======== PROVIDED DATA

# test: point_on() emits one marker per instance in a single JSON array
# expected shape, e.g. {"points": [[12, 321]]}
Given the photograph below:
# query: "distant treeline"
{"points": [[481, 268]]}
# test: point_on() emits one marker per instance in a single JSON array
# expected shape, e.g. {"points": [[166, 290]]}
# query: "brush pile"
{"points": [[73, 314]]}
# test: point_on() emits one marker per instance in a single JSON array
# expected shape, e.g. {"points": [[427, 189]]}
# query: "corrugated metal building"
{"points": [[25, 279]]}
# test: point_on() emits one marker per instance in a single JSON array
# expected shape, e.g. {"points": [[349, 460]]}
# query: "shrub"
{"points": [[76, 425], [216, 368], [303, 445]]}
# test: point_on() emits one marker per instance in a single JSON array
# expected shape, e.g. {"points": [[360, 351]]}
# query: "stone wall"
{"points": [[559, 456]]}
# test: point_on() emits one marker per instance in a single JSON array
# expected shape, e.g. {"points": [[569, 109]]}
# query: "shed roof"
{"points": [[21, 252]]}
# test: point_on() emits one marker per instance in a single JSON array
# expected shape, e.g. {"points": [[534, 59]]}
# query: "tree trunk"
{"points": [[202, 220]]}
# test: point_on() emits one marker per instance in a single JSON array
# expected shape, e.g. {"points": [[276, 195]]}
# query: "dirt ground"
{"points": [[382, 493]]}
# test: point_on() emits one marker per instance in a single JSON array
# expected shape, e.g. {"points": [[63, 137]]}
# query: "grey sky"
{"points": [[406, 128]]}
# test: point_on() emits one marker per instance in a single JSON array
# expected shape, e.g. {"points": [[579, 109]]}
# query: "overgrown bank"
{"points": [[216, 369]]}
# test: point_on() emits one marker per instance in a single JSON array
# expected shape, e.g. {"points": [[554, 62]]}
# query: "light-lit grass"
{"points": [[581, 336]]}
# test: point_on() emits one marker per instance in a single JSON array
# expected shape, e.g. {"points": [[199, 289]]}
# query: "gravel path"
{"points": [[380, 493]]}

================

The answer must be every line of the entries that includes the word "shape".

# expected shape, e.g. {"points": [[12, 321]]}
# expected shape, e.g. {"points": [[166, 290]]}
# expected shape, e.g. {"points": [[427, 189]]}
# expected shape, e.g. {"points": [[349, 460]]}
# expected shape, e.g. {"points": [[360, 351]]}
# expected shape, e.g. {"points": [[569, 109]]}
# expected shape, e.g. {"points": [[534, 59]]}
# expected shape, e.g. {"points": [[276, 195]]}
# expected shape, e.g. {"points": [[63, 137]]}
# expected shape, e.g. {"points": [[579, 109]]}
# expected shape, e.g. {"points": [[554, 62]]}
# expected shape, e.g. {"points": [[199, 289]]}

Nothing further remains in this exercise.